INSTRUCTIONS FOR THE TASK – Read the records below and copy each line that contains "bagel".

RECORD EXCERPTS –

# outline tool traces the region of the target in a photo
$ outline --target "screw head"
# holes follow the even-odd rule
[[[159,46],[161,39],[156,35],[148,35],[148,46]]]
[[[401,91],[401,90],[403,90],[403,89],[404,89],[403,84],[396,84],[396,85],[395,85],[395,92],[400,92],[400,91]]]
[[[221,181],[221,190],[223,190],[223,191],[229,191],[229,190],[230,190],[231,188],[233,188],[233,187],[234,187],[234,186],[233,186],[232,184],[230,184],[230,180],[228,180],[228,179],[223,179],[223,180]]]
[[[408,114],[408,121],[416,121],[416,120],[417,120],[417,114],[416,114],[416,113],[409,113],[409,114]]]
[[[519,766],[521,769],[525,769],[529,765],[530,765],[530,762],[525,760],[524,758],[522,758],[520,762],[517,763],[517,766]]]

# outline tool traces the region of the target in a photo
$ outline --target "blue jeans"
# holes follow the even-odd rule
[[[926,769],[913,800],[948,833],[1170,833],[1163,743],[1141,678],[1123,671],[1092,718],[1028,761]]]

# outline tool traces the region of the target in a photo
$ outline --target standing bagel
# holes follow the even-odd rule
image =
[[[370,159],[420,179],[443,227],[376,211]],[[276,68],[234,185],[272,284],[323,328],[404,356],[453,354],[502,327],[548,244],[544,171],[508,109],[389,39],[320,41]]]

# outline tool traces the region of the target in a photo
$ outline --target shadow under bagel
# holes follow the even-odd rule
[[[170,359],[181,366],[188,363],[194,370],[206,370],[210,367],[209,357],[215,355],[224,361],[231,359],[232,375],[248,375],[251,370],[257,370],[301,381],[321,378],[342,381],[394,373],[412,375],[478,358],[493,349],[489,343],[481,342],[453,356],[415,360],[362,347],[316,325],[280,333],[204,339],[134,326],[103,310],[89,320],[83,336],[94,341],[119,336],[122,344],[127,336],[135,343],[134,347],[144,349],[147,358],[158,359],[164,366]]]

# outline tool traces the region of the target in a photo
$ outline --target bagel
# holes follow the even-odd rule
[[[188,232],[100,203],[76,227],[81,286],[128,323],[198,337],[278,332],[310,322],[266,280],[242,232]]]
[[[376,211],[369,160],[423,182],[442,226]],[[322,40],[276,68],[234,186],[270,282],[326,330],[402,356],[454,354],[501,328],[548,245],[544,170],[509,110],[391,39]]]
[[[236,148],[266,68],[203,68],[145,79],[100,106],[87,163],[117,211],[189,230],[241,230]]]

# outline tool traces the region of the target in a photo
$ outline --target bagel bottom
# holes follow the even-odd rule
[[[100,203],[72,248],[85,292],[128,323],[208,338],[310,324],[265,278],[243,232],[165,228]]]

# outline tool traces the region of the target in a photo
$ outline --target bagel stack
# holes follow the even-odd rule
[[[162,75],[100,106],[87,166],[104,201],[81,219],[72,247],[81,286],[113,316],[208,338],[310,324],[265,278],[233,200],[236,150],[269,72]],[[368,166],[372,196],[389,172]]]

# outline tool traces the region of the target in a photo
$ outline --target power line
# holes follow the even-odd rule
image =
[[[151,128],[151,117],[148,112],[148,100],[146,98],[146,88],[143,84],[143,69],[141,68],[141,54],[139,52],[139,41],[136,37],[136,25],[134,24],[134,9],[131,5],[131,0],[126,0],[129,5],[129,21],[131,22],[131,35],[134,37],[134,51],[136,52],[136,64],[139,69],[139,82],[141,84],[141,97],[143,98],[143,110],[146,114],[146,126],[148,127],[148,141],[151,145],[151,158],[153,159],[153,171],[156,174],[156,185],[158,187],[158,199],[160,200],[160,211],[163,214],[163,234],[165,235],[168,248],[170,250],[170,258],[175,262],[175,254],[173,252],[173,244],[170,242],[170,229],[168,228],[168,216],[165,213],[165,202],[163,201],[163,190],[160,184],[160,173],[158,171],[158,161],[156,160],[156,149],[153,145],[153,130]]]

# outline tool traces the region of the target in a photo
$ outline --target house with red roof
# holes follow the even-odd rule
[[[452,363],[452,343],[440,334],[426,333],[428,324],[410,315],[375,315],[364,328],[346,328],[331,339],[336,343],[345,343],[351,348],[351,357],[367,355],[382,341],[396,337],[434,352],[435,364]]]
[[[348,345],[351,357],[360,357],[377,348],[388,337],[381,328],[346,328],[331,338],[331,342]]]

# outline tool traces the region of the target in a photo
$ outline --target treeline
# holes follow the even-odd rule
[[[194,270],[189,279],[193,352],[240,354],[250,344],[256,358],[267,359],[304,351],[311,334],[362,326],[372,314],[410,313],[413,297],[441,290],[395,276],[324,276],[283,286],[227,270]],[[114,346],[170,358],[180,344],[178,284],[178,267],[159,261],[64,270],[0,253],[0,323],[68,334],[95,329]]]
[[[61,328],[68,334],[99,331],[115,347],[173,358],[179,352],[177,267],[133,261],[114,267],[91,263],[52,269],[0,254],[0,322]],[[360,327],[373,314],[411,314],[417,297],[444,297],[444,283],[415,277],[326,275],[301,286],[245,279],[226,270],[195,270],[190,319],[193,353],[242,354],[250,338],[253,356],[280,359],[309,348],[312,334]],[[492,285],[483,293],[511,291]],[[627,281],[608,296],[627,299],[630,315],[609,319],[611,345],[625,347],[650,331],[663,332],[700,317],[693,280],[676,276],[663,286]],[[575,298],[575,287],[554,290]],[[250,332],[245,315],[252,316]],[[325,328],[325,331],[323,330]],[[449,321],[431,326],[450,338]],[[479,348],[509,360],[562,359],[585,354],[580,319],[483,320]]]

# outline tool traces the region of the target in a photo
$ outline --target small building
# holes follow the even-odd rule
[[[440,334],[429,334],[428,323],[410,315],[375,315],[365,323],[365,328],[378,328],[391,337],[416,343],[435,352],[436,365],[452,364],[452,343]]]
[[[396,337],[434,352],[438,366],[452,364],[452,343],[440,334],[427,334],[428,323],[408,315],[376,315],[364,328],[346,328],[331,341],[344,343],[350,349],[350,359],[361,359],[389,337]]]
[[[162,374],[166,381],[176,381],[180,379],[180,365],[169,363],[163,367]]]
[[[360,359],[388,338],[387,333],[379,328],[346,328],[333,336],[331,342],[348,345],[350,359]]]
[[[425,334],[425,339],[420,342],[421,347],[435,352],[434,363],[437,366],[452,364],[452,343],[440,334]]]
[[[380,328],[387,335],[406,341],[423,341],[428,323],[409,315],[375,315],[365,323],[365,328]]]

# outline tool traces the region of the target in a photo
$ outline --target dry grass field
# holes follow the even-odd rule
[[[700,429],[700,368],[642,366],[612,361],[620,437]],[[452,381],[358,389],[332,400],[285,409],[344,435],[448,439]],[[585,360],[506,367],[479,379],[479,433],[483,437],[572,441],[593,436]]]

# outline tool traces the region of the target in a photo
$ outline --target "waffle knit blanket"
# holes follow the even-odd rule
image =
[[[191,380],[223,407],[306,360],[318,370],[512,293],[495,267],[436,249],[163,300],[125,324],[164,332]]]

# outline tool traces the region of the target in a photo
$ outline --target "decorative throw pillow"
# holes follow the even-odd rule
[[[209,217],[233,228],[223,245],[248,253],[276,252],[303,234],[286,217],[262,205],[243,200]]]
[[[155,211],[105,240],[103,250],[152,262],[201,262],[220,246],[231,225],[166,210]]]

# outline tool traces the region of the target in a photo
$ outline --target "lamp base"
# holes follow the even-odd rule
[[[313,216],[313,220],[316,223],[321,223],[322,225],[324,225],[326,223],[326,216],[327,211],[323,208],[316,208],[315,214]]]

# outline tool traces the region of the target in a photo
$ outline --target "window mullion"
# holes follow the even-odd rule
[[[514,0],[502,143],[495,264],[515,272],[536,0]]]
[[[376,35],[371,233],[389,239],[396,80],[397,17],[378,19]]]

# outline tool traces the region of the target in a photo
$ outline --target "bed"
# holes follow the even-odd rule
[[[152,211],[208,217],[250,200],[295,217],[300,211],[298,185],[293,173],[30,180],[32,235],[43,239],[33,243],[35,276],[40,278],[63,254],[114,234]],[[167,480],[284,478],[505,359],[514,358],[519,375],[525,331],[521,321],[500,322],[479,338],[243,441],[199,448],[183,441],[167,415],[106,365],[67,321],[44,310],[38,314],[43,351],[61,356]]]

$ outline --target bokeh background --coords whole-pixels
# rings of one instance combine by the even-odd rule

RESULT –
$ outline --target standing bagel
$ outline --target shadow under bagel
$ outline --target bagel
$ outline --target bagel bottom
$ outline --target bagel stack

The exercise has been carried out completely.